- [What to work on]: Copy out the entries below verbatim, from the line containing "Each instance of the **house**" up to and including the line containing "46L126 43L128 39L128".

- [Exercise input]:
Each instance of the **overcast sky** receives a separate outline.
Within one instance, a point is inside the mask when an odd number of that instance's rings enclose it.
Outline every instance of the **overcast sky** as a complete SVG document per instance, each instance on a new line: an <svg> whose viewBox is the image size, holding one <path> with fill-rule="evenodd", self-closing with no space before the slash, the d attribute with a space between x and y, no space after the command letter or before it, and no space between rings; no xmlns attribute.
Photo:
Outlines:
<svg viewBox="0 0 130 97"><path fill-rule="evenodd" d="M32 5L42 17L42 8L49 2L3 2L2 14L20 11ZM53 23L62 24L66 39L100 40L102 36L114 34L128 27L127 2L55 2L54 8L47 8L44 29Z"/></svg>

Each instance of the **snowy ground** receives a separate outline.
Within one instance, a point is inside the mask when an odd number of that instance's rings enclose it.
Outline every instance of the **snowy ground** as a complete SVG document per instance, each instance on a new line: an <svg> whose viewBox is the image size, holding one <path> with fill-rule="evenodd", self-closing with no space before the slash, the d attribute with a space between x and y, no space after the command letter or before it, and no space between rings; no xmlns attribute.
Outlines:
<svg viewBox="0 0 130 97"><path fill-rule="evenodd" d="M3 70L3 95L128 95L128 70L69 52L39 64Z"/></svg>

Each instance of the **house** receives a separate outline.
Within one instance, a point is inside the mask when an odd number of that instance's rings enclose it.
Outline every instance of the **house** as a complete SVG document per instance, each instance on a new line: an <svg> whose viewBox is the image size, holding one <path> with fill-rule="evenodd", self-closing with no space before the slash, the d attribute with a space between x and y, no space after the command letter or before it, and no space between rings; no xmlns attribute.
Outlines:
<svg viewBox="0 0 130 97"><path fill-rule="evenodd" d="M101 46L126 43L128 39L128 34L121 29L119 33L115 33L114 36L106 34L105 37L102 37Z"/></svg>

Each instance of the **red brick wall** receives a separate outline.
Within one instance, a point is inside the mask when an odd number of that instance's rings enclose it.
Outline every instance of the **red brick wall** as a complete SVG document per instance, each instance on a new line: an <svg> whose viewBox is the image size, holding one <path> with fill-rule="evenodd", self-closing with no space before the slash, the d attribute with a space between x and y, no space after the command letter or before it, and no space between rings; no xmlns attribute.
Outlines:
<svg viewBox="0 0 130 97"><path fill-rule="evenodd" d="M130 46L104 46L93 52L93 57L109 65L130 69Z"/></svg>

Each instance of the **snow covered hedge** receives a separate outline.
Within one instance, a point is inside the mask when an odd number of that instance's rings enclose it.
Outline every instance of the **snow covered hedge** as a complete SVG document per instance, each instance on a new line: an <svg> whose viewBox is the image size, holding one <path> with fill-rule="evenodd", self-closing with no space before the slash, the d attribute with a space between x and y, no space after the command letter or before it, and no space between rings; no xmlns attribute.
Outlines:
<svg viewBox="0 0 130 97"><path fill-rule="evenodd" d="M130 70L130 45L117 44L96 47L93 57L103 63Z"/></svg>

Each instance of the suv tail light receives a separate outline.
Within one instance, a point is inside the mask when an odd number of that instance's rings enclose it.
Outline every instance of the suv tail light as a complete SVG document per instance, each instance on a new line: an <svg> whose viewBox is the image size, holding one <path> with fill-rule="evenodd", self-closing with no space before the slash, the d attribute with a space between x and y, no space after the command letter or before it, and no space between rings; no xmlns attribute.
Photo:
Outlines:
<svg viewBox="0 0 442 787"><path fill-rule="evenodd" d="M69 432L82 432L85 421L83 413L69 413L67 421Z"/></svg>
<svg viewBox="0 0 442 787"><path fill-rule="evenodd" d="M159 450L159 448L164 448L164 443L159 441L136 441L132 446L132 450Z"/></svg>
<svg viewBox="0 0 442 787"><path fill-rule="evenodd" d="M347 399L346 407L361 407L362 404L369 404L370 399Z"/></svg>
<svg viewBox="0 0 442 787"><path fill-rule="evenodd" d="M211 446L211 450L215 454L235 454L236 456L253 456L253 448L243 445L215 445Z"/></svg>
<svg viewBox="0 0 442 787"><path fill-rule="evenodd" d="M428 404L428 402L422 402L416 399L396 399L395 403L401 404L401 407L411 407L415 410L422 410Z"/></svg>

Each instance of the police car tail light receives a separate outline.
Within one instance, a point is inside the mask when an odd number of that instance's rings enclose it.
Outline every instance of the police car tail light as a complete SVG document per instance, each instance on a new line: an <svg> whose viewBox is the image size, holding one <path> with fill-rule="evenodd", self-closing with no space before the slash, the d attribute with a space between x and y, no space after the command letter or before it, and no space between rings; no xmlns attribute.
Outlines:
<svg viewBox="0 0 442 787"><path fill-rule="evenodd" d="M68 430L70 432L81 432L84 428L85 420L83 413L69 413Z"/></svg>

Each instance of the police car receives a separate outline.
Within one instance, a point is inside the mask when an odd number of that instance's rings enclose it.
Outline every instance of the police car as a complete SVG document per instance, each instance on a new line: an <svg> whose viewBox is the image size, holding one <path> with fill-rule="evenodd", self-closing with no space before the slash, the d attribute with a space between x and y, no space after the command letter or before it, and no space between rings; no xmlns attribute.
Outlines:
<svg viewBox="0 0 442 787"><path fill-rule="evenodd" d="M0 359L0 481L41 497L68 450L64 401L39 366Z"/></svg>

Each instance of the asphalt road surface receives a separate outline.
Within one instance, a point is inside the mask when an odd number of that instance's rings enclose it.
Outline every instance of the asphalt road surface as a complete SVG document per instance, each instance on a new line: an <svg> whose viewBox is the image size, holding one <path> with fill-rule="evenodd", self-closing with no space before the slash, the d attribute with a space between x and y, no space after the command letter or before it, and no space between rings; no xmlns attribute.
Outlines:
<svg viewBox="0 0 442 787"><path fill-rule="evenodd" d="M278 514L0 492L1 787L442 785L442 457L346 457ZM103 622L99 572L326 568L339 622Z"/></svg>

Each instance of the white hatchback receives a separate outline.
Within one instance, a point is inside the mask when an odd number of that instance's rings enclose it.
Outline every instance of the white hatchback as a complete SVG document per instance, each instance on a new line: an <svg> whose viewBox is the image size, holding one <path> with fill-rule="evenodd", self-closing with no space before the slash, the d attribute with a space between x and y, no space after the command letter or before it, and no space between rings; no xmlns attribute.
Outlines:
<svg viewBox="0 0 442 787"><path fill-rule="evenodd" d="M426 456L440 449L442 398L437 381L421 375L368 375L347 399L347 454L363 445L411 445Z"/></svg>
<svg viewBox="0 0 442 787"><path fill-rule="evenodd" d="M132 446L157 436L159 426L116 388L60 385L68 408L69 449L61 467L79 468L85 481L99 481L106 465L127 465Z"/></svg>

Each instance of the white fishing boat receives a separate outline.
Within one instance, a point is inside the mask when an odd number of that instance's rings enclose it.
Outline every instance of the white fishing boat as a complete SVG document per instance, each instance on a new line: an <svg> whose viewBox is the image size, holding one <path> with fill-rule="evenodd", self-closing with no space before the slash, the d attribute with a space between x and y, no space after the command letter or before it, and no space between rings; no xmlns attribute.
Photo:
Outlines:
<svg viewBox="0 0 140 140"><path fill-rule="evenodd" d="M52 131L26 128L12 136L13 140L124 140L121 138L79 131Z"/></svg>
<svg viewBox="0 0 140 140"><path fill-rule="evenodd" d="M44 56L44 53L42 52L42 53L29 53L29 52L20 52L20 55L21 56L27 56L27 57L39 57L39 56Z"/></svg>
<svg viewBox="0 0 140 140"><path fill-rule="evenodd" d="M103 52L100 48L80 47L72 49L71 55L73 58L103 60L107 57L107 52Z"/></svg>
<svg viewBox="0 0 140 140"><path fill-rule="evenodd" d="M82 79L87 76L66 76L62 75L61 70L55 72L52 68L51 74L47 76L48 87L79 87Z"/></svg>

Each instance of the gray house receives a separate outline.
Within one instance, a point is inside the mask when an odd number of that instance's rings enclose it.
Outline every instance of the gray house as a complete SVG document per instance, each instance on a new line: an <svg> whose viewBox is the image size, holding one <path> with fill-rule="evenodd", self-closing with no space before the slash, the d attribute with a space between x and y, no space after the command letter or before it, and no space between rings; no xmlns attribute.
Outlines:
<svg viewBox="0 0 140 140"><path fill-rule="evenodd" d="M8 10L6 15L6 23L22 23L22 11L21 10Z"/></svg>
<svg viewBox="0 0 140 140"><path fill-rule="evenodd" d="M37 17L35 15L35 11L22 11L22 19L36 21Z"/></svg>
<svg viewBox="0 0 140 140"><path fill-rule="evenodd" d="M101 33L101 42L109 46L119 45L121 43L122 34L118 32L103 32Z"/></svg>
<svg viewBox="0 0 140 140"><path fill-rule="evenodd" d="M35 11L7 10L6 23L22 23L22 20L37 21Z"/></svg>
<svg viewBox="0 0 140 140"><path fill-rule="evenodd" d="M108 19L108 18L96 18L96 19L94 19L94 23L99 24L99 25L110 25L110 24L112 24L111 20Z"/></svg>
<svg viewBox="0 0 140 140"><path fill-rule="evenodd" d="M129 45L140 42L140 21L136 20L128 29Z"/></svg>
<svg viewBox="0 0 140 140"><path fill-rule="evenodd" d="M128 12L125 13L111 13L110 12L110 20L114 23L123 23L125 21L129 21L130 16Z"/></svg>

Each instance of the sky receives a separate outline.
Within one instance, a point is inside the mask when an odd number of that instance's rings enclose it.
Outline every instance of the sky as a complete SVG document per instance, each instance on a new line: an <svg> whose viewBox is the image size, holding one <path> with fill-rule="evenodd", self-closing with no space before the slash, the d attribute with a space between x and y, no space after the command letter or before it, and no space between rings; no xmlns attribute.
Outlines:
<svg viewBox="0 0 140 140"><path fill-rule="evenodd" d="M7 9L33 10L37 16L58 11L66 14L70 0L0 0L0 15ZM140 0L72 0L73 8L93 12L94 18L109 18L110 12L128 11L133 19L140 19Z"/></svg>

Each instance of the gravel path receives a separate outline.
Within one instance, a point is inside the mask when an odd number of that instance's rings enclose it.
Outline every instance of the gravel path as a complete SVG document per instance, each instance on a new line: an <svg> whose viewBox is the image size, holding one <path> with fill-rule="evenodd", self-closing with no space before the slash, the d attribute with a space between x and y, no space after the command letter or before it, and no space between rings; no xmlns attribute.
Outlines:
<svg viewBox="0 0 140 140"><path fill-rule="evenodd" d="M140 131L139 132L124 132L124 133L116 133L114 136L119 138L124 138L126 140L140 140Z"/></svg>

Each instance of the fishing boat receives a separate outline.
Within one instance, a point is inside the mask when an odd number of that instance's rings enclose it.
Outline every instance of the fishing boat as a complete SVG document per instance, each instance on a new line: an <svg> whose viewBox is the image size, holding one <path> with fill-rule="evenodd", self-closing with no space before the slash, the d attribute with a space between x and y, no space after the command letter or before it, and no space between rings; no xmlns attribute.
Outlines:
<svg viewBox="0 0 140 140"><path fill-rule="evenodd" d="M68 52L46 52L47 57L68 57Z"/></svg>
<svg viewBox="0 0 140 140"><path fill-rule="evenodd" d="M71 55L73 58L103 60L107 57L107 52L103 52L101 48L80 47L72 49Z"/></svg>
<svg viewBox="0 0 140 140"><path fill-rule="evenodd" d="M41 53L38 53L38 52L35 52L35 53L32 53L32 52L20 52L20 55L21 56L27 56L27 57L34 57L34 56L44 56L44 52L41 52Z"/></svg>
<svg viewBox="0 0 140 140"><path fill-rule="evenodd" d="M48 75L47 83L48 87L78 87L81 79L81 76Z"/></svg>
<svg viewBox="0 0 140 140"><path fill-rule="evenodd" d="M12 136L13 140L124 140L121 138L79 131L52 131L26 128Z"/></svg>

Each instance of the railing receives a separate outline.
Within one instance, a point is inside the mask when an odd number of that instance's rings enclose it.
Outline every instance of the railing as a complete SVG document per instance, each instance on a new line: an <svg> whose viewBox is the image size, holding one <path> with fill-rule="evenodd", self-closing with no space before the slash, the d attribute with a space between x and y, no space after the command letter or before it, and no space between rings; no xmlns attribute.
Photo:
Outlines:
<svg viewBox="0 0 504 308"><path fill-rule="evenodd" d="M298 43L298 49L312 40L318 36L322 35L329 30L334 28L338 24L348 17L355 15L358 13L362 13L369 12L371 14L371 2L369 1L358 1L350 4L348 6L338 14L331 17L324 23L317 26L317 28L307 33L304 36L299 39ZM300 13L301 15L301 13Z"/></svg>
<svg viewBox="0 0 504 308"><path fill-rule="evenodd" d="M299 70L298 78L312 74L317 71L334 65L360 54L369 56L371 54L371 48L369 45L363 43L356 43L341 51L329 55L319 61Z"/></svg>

- [Result of the task]:
Each instance of the **house** receives a separate outline.
Within one instance, a point is inside the mask when an odd number of that instance's rings enclose it.
Outline every instance of the **house** as a complete SVG document per instance, each instance on a new line: an <svg> whose viewBox is the image size, holding one <path> with fill-rule="evenodd", self-closing with no space before the slash, the d attribute with a space between x and y, no space after the command letter or before it, and no space between rings; no xmlns attribute.
Outlines:
<svg viewBox="0 0 130 97"><path fill-rule="evenodd" d="M101 46L126 43L128 39L128 34L121 29L119 33L115 33L114 36L106 34L105 37L102 37Z"/></svg>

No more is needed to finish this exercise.